*Document excerpt*:
....

Institutional investors the world over have taken a big hit from the coronavirus pandemic, but those in Asia Pacific are the most likely to respond to portfolio losses by axing external managers and/or altering their long-term asset allocations.

Fully 60% of Asia Pacific investors are already firing or are likely to fire managers largely as a result of their 2020 performance, according to a global survey of 368 asset owners conducted last month by consultancy Bfinance*. The figure falls to 54% for North America and 51% for Europe (see first chart below).

There are also variations by investor type. Globally, insurers are less likely to be terminating managers, with 58% saying they’re “unlikely” to do so based on disappointing 2020 performance. That view is shared by only 18% of family office respondents and no sovereign wealth funds. The latter is particularly surprising given their supposedly mega-long-term approach to investment.

PLANS FOR FIRING MANAGERS AMID COVID-19
(Source: Bfinance; click for full view)

Certainly, Norway’s state oil fund does not tend to rush into rapid decisions when it comes to its external managers. Erik Hilde, its head of external strategies, told AsianInvestor last month that sometimes the institution allocates more to managers that are underperforming in which it has confidence, taking the view they will recover their losses over time.

The discrepancy between Asia and other regions is even starker in the Bfinance report when it comes to investors changing their strategic asset allocations (SAAs). Four in 10 (39%) of Asia-Pacific asset owners have altered their SAA since the onset of the pandemic or plan to do so in 2020, compared to 24% globally and just 15% in North America (see chart below).

....

*Brief 1*:
In the article on investor responses to the pandemic, rewrite the paragraph beginning "There are also variations by investor type" as a short bulleted list that keeps its main facts.
*Brief 2*:
According to the article on investor responses to the pandemic, how many asset owners took part in the Bfinance survey?

....

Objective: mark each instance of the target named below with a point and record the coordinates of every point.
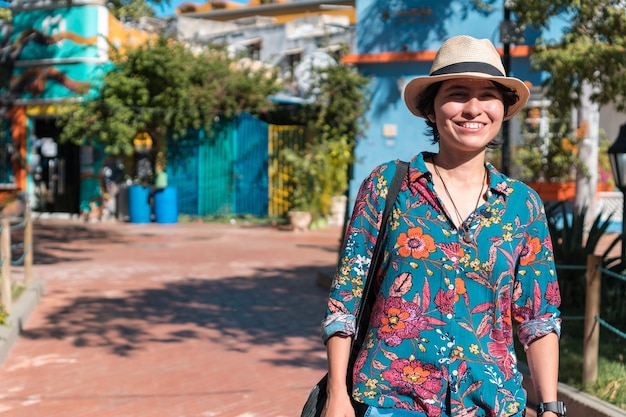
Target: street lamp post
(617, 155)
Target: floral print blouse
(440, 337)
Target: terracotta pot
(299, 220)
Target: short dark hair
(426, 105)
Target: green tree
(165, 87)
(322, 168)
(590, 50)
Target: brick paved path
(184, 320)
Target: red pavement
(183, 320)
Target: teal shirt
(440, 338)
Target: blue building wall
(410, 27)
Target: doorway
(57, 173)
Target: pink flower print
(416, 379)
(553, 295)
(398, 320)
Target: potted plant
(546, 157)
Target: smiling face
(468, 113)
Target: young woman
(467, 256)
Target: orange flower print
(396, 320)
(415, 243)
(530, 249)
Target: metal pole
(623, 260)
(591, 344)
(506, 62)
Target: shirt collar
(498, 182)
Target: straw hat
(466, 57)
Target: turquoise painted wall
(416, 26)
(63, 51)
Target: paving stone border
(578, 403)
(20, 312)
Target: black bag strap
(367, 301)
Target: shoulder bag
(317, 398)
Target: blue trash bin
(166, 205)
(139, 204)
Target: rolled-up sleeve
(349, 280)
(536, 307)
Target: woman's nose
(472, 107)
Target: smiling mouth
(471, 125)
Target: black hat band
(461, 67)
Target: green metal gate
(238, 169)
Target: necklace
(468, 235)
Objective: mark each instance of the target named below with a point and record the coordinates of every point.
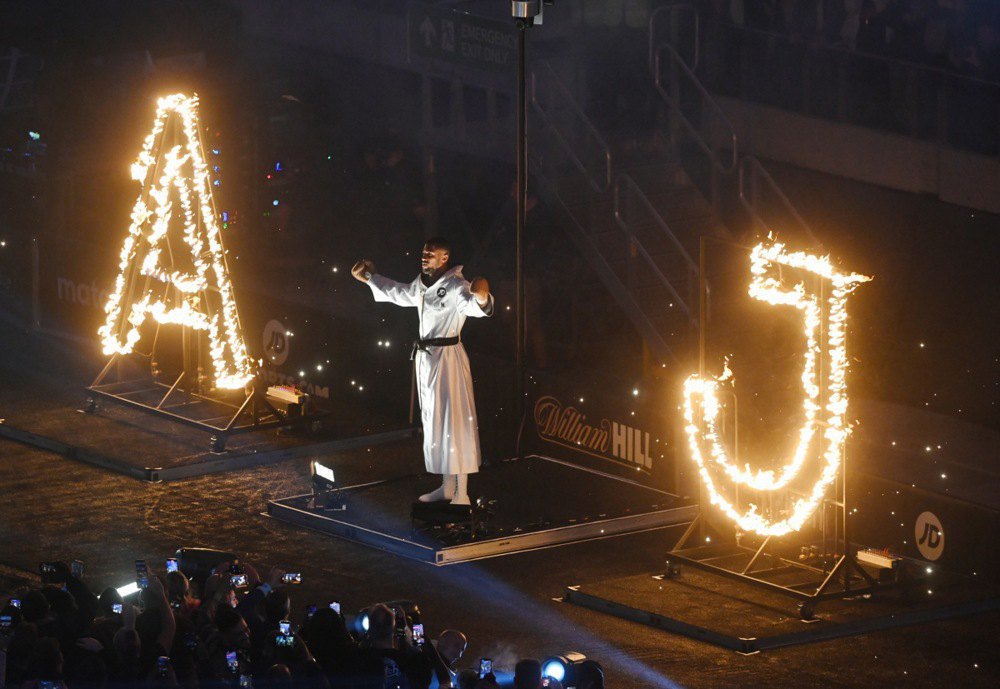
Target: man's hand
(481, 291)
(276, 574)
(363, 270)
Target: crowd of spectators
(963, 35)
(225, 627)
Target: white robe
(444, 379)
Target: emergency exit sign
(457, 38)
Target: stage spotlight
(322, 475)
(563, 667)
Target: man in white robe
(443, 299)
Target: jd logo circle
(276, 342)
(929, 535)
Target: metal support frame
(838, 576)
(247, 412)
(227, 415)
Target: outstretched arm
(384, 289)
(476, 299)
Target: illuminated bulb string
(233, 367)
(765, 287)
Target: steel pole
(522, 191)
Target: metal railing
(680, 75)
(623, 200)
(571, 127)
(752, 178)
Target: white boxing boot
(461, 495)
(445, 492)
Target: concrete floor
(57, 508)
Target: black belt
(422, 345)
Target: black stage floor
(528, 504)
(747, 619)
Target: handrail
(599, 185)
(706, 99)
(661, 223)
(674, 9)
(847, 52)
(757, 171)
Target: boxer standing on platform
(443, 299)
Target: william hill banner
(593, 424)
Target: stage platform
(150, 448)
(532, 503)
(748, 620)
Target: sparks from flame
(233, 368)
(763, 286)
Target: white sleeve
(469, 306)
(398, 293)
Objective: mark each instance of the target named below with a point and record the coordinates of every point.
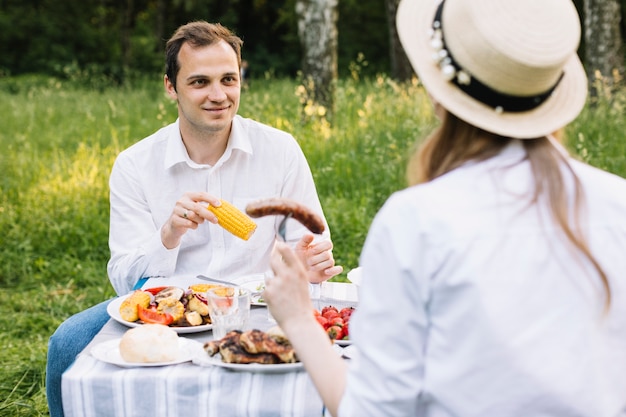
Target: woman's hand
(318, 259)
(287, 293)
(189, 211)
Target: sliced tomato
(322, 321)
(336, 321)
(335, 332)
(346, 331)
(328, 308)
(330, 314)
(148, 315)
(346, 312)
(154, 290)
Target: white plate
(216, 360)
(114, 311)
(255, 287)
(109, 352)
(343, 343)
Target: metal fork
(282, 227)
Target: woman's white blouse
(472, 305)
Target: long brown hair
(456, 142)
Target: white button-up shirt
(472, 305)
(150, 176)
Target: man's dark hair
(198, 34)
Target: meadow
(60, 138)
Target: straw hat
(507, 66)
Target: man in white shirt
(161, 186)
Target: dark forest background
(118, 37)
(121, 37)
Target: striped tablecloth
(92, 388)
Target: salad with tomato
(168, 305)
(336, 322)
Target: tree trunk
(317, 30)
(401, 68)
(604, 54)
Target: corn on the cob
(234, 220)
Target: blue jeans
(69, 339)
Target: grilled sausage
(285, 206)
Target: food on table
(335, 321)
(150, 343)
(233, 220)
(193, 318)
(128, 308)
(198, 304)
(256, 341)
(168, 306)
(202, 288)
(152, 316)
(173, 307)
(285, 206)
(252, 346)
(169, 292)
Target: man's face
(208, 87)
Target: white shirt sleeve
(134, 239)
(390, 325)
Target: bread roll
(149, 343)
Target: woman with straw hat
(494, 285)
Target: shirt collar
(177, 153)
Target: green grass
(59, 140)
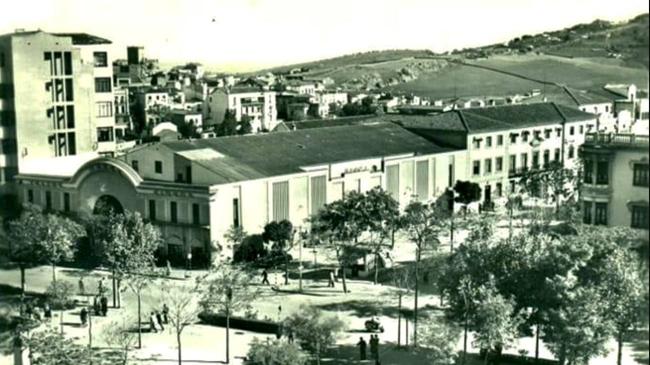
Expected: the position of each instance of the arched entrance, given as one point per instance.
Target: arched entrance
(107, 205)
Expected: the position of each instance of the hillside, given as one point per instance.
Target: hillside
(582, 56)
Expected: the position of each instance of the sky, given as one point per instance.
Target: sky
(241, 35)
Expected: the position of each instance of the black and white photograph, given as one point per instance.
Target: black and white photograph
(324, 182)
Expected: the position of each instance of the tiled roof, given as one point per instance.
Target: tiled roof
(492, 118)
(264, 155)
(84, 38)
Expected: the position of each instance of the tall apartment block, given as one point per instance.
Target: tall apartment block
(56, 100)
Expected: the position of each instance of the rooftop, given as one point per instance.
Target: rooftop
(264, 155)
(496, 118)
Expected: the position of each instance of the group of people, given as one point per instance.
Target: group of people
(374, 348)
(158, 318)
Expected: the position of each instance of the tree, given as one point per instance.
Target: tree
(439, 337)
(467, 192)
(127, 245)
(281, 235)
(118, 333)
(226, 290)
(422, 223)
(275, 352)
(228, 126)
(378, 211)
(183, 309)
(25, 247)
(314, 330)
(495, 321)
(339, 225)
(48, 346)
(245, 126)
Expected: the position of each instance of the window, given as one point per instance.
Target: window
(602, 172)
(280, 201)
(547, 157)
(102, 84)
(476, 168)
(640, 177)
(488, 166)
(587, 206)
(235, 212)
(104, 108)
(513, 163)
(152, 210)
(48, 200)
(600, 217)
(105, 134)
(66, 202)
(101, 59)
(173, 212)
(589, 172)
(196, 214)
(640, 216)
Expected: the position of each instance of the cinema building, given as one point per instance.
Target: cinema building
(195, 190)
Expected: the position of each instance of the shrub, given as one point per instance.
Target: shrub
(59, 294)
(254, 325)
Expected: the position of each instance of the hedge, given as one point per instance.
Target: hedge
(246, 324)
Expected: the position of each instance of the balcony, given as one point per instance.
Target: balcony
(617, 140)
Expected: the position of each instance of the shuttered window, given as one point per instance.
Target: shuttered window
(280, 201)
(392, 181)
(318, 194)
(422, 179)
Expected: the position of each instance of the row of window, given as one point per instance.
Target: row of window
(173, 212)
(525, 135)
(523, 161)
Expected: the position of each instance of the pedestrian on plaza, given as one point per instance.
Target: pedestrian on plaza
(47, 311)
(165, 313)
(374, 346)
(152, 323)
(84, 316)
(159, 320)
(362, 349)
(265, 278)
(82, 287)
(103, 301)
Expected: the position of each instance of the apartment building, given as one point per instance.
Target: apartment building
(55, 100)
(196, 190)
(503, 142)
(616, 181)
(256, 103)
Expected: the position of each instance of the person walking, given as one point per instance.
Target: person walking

....

*Task solution 1*:
- Willingness to fire managers over 2020 performance varies by investor type.
- Globally, 58% of insurers say they are "unlikely" to terminate managers.
- Only 18% of family offices share that view.
- No sovereign wealth funds share it, which is surprising given their supposedly very long-term approach.

*Task solution 2*:
368 asset owners.